*** EXERCISE INPUT ***
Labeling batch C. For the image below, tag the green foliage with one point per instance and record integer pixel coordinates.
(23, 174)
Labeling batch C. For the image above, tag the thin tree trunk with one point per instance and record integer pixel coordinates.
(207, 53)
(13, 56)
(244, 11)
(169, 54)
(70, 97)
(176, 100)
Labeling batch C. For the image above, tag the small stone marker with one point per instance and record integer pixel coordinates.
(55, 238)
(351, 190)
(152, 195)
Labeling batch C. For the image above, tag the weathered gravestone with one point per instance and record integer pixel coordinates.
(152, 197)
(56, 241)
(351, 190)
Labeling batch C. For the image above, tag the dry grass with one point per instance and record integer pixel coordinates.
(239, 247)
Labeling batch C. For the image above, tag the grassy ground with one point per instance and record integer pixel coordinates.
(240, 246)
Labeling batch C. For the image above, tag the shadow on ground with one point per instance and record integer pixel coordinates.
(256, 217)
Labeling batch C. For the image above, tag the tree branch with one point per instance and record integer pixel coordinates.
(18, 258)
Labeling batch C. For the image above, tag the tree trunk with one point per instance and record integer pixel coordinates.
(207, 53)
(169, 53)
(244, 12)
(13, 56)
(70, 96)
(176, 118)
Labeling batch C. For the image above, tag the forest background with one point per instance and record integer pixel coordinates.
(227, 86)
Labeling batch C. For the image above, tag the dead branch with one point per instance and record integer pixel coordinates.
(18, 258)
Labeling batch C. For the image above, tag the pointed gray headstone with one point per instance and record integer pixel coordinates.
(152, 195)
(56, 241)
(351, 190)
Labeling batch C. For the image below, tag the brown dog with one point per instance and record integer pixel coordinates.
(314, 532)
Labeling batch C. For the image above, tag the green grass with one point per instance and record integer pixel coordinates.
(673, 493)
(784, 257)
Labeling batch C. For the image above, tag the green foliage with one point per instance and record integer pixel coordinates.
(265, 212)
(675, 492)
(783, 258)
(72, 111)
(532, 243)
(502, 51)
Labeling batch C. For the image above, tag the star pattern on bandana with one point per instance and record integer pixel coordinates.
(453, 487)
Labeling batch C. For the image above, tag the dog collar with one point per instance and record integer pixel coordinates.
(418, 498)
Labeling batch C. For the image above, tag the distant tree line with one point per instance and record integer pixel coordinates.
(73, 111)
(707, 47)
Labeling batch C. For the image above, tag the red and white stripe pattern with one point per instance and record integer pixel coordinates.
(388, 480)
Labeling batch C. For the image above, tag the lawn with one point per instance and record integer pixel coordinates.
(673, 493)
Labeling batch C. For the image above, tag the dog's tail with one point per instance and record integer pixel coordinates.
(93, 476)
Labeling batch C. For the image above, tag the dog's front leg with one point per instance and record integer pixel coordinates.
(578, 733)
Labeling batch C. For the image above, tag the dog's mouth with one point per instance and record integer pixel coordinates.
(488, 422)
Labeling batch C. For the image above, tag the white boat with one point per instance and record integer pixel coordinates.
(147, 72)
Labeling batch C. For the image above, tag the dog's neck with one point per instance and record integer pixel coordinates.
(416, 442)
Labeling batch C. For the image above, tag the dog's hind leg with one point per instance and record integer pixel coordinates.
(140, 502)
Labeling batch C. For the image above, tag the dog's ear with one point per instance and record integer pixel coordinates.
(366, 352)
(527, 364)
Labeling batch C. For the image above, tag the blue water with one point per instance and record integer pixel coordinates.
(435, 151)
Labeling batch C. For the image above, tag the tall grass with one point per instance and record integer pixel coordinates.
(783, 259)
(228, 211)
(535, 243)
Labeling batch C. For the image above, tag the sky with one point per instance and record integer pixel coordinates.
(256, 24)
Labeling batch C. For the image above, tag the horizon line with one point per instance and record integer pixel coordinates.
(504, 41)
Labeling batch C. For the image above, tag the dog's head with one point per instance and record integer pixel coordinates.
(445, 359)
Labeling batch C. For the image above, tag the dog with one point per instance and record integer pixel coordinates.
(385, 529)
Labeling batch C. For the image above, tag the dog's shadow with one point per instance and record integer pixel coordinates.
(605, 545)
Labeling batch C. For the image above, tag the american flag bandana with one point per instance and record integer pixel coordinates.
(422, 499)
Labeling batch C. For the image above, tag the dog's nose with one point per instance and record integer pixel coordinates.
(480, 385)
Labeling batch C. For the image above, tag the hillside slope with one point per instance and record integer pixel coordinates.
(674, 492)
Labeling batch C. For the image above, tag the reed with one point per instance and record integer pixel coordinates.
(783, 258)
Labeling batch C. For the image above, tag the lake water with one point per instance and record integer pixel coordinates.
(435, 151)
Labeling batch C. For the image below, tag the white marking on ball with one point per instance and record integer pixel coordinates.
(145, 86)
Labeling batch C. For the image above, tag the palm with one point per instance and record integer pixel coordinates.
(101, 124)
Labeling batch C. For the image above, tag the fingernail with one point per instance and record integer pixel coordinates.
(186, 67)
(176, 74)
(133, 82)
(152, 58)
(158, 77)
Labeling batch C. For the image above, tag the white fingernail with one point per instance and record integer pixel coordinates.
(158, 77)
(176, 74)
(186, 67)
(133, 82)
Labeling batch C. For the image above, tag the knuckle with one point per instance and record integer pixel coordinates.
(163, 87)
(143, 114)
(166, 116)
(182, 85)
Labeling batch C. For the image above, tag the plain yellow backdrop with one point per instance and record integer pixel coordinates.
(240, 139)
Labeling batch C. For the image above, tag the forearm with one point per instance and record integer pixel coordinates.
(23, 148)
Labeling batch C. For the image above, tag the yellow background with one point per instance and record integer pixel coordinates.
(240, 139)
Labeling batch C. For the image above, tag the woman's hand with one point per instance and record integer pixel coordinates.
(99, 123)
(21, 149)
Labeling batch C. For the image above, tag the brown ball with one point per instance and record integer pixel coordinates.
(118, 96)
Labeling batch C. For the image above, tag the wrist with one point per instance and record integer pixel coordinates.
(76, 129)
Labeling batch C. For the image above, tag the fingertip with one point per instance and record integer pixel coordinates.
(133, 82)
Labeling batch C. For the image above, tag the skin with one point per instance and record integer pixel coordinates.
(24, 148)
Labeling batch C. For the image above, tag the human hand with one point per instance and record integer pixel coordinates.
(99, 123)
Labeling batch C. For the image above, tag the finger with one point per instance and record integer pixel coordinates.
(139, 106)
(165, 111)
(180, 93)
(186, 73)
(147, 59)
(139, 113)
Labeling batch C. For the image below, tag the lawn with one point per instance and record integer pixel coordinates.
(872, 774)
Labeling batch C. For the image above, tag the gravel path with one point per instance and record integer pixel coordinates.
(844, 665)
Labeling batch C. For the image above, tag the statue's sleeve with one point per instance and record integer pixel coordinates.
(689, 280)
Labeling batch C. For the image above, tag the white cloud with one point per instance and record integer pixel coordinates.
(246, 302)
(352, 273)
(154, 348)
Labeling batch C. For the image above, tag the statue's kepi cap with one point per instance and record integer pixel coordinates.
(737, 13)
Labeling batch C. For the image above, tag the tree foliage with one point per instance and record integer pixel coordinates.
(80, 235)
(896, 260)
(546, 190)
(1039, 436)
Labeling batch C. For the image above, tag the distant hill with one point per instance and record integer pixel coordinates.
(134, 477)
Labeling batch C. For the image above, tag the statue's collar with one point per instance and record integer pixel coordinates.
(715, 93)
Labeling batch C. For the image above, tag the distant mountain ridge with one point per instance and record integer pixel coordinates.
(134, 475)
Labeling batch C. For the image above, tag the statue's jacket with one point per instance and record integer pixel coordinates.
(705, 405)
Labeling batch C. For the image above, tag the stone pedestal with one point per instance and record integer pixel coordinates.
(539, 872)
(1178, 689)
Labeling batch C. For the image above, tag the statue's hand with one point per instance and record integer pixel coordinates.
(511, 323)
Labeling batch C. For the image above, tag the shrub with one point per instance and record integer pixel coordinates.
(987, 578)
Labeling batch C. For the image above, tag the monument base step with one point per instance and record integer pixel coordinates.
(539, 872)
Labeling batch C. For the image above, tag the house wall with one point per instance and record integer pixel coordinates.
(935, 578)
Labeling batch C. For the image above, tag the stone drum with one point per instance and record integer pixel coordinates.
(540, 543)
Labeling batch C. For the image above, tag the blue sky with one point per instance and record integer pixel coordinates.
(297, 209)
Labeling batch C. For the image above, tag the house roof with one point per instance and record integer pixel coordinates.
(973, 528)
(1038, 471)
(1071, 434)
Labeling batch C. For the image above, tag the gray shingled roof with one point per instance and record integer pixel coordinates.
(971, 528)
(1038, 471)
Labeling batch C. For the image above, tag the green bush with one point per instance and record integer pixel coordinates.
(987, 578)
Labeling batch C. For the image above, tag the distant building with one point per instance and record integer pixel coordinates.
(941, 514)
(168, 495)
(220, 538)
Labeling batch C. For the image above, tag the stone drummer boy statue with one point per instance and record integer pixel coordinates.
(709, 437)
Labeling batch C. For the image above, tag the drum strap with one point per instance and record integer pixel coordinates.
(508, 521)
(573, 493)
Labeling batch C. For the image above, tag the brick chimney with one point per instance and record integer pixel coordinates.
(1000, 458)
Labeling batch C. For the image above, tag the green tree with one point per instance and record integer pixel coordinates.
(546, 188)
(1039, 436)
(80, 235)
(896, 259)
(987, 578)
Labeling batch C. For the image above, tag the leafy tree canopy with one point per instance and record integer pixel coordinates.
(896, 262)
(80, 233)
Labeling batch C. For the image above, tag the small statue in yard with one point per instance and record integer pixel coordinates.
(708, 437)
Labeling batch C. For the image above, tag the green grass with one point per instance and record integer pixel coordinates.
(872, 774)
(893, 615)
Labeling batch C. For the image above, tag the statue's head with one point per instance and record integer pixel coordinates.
*** End of EXERCISE INPUT ***
**TASK TO COMPLETE**
Lines are to be repeated exactly from the one that contains "Labeling batch C. For the image above, tag the blue sky" through the last line of the listing, with both ends kept and no others added.

**RESPONSE TO THE EXERCISE**
Labeling batch C. For the image above, tag the blue sky with one point per instance and record integer pixel coordinates.
(297, 209)
Labeling batch C. For the image above, tag the house roof with one point per instance and record integer pixel coordinates.
(973, 528)
(1038, 471)
(1071, 434)
Labeling batch C. For the image above, tag the gray shingled roof with one point per instance and record integer pixel coordinates.
(971, 528)
(1038, 471)
Labeling batch C. For the image above, tag the green bush with one point per instance and record integer pixel coordinates.
(987, 578)
Labeling batch C. For the image above, tag the distant building with one point per instance and record integer pixel coordinates.
(941, 514)
(168, 495)
(220, 538)
Labeling batch C. For the image above, tag the stone drummer boy statue with one point per instance and record integer pixel coordinates.
(709, 437)
Labeling batch C. For the image above, tag the drum strap with one point per instance and record integer pixel coordinates.
(508, 521)
(573, 493)
Labeling batch C. For the image above, tag the brick chimney with one point per instance and record integer pixel coordinates.
(1000, 458)
Labeling batch C. For the image above, tag the green tree with one point per instance and record integer pixel coordinates.
(546, 188)
(1039, 436)
(80, 235)
(896, 259)
(987, 578)
Labeling batch C. For the image above, tag the leafy tree canopy with one point per instance and record integer pixel coordinates.
(896, 262)
(80, 233)
Labeling batch C. For the image above, tag the small statue in yard with one point per instance and record integer pixel coordinates.
(708, 437)
Labeling batch C. For the image above, tag the green grass with one point per instance and record integer pixel coordinates.
(872, 774)
(893, 615)
Labeling batch C. For the image above, tag the statue's head with one point per instance and record integer pixel coordinates.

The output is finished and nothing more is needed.